[Records for processing]
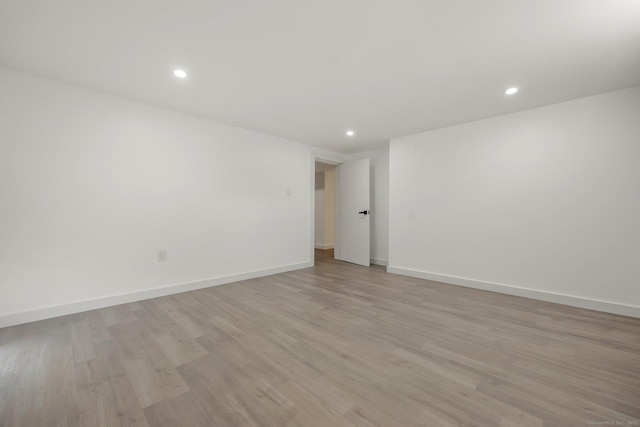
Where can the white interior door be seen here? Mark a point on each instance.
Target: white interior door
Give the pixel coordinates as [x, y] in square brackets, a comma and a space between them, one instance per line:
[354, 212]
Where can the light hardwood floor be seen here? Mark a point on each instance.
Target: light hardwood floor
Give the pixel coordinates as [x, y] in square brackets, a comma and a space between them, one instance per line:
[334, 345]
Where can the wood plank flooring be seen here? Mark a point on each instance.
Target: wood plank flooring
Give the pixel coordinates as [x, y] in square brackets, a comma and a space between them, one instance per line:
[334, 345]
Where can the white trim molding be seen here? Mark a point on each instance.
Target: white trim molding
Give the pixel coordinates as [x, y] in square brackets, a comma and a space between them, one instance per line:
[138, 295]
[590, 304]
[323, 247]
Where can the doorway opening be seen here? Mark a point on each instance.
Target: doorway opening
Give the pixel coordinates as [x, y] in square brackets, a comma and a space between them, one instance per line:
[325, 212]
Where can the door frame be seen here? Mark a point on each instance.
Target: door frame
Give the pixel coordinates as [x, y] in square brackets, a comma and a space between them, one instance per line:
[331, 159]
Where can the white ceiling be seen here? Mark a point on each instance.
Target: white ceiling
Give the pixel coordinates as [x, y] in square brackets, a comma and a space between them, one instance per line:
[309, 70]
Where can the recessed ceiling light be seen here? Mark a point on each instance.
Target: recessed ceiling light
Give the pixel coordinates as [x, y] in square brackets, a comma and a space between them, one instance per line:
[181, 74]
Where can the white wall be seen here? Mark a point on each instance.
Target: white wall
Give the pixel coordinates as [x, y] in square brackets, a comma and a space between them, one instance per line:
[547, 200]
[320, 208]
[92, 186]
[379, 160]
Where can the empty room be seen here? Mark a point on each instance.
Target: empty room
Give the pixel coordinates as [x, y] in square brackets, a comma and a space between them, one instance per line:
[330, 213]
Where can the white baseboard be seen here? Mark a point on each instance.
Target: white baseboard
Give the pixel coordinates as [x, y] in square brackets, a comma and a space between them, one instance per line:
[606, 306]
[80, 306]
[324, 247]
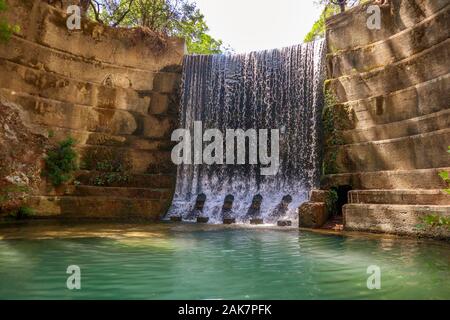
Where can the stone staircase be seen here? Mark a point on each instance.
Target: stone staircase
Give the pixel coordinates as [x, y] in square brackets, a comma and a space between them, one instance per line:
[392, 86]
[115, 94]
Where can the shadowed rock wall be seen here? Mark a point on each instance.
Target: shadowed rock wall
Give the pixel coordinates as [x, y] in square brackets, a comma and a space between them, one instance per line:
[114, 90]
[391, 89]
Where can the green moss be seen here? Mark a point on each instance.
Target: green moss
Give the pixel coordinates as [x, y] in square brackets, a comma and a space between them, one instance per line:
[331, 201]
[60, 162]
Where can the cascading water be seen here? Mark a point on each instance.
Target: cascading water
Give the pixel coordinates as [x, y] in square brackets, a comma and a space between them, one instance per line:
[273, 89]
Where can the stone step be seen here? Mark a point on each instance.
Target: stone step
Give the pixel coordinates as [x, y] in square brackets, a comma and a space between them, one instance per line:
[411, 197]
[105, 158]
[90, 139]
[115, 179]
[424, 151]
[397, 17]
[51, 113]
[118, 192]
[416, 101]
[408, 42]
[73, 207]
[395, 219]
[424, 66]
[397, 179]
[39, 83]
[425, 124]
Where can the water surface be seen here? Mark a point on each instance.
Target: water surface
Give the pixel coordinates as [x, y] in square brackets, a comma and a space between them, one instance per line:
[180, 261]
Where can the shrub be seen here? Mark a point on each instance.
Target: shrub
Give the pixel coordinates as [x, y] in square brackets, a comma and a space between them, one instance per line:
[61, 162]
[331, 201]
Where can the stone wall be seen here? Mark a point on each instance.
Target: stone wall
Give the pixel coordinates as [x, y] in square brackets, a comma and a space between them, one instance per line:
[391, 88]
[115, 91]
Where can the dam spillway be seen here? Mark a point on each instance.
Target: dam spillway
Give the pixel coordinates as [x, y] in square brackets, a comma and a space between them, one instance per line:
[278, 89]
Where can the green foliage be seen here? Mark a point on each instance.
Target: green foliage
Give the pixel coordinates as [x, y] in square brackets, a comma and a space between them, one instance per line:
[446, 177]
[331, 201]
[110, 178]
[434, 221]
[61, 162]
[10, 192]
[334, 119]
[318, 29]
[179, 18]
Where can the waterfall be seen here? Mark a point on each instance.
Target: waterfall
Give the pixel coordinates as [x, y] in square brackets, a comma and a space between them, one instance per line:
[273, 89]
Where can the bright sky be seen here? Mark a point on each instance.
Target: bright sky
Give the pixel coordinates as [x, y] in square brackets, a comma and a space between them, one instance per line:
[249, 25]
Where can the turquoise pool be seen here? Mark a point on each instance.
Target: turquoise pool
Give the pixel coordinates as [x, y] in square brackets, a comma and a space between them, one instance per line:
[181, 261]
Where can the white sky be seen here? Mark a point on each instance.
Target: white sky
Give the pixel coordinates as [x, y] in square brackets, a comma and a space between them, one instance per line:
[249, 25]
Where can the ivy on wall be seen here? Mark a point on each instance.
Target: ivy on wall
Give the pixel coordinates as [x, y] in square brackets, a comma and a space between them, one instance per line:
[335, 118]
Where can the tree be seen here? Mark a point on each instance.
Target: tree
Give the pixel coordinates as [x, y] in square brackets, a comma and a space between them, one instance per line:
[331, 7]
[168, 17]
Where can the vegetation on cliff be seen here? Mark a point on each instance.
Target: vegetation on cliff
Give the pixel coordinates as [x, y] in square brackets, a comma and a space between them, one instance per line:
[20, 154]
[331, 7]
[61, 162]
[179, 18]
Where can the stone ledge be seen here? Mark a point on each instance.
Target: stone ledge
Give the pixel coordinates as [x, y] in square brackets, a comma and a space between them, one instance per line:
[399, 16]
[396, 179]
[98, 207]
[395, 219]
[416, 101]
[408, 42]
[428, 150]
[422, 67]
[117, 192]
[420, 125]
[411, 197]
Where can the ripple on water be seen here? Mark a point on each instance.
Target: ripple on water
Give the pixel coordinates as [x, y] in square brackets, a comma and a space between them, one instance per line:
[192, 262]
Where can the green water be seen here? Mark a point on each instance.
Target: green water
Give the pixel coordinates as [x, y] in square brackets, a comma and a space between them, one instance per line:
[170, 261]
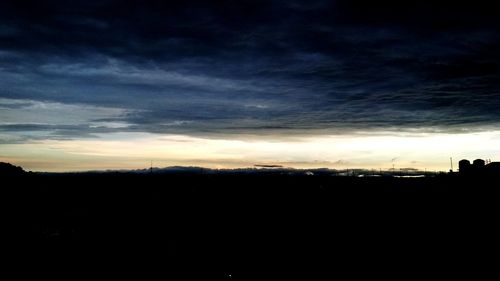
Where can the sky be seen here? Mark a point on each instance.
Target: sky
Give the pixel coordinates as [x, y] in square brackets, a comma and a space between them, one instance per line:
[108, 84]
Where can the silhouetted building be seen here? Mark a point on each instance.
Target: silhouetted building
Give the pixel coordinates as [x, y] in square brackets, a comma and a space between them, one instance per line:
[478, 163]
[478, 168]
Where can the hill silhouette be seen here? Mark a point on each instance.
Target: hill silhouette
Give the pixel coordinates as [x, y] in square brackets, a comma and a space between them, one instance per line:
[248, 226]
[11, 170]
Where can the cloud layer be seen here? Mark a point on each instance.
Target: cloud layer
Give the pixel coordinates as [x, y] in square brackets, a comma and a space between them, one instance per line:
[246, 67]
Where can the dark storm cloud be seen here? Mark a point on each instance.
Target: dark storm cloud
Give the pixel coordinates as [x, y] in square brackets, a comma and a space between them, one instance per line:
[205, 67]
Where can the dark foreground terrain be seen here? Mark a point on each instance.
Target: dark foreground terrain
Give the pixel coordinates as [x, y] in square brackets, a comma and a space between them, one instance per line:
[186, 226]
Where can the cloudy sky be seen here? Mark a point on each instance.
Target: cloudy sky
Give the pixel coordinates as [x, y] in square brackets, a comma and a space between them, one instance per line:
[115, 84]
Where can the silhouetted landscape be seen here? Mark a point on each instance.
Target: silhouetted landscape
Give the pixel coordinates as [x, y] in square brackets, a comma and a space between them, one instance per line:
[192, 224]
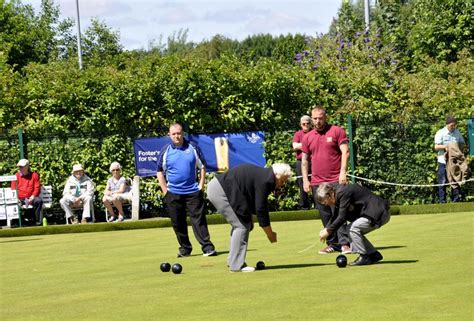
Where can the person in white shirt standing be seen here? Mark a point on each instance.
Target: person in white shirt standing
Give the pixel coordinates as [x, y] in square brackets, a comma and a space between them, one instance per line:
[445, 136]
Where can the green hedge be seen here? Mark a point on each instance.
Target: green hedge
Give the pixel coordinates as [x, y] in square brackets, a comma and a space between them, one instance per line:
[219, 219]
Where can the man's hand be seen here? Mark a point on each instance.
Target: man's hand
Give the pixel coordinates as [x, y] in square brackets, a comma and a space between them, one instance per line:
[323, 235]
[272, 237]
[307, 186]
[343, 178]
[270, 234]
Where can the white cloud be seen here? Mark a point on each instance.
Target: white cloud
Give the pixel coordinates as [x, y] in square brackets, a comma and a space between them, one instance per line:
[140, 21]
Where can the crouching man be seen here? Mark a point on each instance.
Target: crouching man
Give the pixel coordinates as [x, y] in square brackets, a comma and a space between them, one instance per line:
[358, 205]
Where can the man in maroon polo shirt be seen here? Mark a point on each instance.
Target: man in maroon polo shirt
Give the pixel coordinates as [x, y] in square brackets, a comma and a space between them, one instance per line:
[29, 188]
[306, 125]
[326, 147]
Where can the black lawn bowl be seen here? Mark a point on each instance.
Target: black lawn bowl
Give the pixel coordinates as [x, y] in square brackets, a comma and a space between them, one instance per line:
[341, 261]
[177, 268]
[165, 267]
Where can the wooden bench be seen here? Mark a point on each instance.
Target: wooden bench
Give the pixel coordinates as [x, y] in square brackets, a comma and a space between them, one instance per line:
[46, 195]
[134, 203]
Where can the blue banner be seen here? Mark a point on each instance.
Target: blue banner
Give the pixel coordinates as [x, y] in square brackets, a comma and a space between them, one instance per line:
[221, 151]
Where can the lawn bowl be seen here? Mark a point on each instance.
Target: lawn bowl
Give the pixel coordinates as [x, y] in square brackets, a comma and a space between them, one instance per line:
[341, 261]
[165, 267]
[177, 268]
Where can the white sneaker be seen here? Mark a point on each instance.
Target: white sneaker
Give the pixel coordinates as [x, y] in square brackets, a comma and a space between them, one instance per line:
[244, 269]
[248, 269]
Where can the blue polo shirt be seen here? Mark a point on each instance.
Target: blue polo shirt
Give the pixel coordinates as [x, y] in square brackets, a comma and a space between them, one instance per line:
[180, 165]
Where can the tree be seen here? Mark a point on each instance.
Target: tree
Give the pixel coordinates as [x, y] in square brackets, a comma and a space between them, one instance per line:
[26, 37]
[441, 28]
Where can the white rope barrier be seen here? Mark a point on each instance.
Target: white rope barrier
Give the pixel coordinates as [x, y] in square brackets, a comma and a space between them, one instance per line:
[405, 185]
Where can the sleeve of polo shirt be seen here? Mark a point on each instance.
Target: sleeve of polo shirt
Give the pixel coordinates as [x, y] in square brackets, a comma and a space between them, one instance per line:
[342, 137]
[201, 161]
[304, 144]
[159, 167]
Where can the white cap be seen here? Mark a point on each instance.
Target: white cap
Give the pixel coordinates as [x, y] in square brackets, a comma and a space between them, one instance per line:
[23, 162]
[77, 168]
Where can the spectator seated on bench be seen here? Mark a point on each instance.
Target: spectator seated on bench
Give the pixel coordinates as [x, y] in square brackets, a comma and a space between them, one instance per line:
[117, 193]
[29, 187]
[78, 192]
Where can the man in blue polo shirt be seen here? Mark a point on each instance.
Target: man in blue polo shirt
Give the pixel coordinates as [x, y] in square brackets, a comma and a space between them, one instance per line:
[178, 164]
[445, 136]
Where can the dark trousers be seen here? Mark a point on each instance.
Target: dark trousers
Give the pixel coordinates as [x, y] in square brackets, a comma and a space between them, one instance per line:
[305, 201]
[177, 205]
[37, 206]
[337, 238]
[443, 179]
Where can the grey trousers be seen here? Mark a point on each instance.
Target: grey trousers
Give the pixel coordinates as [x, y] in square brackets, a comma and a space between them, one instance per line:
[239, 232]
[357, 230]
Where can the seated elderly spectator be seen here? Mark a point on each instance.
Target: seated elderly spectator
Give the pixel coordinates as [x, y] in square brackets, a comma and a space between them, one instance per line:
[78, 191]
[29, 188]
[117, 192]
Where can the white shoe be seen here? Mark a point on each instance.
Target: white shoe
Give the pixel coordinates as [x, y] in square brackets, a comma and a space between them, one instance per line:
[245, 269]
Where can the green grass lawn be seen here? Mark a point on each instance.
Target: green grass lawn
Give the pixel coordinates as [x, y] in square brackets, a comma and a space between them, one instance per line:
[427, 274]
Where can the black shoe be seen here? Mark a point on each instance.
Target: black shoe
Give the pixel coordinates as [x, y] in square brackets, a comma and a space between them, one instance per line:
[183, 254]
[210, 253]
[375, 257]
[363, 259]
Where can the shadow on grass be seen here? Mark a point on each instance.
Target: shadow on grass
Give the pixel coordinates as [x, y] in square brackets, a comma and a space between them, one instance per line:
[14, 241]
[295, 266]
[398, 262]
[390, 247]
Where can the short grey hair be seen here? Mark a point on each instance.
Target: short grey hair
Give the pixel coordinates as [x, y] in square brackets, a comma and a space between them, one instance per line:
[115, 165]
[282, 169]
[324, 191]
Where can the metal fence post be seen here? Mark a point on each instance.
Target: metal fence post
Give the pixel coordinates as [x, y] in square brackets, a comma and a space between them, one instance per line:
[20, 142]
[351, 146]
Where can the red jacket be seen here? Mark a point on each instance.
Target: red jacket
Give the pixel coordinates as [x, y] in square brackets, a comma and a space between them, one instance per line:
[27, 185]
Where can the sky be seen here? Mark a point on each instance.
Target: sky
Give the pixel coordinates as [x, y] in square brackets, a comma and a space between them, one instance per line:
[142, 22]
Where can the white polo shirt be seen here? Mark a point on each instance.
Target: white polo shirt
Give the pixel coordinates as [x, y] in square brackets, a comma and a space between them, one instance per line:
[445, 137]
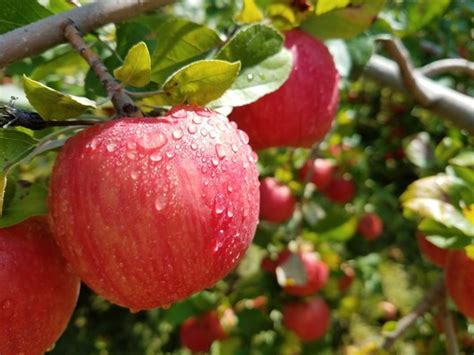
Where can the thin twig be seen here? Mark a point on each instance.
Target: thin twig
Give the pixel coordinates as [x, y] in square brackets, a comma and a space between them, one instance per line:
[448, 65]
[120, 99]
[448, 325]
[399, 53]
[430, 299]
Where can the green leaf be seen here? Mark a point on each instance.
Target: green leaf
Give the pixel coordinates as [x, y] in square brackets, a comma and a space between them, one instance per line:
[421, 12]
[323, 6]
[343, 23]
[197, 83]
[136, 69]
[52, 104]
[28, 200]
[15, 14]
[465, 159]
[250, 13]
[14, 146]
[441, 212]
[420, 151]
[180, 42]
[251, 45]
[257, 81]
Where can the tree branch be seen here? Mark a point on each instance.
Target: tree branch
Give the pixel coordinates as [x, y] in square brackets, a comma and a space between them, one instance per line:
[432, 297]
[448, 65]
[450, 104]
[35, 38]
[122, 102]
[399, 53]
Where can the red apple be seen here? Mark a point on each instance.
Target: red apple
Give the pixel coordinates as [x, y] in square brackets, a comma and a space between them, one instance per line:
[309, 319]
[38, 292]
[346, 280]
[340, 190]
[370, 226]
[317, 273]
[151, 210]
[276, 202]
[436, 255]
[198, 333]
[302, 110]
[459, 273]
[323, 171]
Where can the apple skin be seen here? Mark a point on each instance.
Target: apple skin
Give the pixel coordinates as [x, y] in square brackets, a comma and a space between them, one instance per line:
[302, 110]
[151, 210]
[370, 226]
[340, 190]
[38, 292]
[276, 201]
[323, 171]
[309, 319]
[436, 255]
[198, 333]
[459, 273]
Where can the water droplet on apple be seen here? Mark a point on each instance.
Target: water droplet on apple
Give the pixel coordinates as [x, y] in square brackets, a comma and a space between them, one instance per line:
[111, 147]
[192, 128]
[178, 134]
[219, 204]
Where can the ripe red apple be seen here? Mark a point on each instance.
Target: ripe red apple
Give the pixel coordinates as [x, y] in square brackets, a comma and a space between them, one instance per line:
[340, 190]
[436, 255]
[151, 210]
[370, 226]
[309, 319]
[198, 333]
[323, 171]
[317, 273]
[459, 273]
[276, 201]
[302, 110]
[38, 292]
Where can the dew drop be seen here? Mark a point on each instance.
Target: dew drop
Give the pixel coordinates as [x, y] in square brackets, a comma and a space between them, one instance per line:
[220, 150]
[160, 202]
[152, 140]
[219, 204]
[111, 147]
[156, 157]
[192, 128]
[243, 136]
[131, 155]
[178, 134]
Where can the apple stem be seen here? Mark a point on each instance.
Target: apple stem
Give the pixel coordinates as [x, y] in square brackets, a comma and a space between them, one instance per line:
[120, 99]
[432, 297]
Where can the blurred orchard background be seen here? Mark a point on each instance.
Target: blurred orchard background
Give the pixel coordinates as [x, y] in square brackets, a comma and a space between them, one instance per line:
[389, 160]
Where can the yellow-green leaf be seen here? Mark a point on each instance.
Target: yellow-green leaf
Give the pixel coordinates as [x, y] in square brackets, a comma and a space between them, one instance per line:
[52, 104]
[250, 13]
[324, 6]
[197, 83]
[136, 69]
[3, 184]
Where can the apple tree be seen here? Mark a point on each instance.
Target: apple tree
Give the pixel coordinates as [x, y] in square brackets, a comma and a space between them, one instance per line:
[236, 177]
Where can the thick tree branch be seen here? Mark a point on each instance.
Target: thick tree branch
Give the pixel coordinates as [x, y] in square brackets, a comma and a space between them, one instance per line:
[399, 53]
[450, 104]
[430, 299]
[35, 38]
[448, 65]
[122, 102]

[What you are asked to do]
Search the material above for the string "frame", and copy every line in which it turns up.

[Response below]
Where can the door frame be seen here? Mark a point on each instance.
Target: door frame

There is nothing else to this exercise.